Aim of the exercise: Rewrite the stretch of records from the line containing "53, row 105." through the line containing "Query: evergreen tree", switching every "flower" to "blossom" and changing nothing else. Leave the pictures out of your answer.

(Location labeling records)
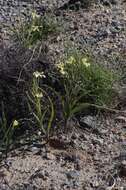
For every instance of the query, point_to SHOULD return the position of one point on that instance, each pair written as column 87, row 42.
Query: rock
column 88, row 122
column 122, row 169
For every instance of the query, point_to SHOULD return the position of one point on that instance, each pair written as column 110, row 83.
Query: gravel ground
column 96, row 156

---

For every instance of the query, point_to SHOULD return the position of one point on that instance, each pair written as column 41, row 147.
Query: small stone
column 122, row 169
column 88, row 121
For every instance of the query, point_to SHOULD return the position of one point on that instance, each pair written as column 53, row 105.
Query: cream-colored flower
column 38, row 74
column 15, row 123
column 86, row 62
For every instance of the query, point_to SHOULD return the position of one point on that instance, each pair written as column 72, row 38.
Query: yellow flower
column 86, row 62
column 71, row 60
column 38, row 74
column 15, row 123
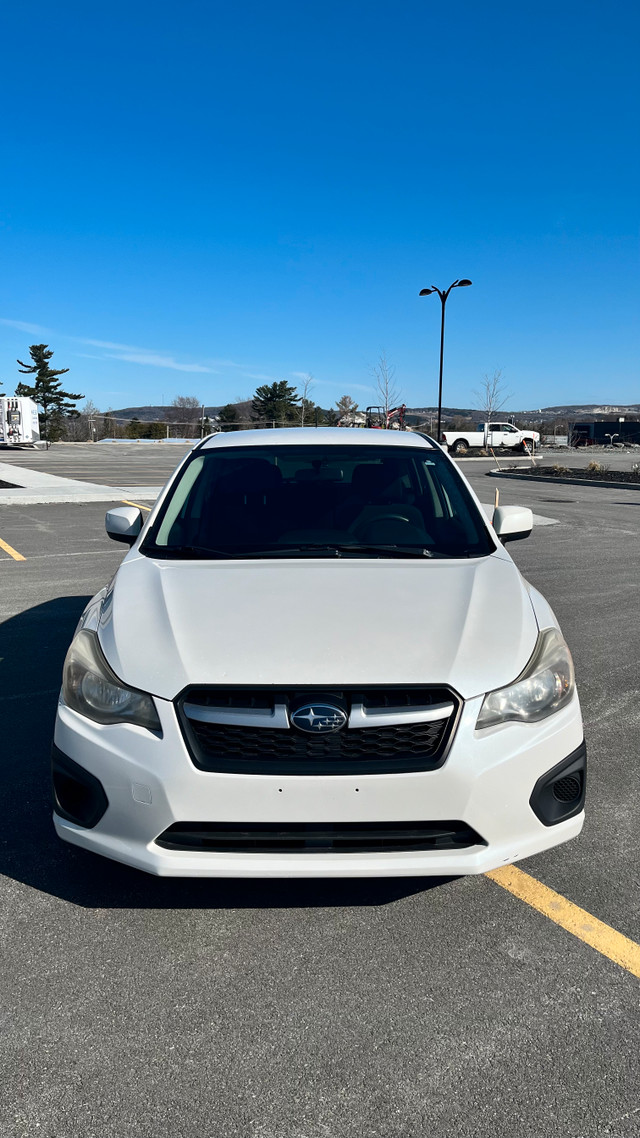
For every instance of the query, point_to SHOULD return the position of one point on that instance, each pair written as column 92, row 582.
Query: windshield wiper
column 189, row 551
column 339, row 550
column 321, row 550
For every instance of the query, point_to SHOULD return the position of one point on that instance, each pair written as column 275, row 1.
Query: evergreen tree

Written solution:
For every instance of the query, point_to SHOULD return the position of one point on that instance, each pair written as column 53, row 105.
Query: cream-colored blossom
column 38, row 74
column 15, row 123
column 86, row 62
For every instance of the query, point_to SHOULD return the position of one point on that instance, each pair written as column 72, row 38.
Query: yellow blossom
column 86, row 62
column 71, row 60
column 38, row 74
column 15, row 123
For every instance of the query, point_to SHOULD return the position of one point on that instance, each pair written as column 92, row 582.
Query: windshield wiper
column 189, row 551
column 339, row 550
column 321, row 550
For every instance of the query, point_to SHOULD return the position of one point on that instance, each pair written as column 275, row 1.
Query: evergreen tree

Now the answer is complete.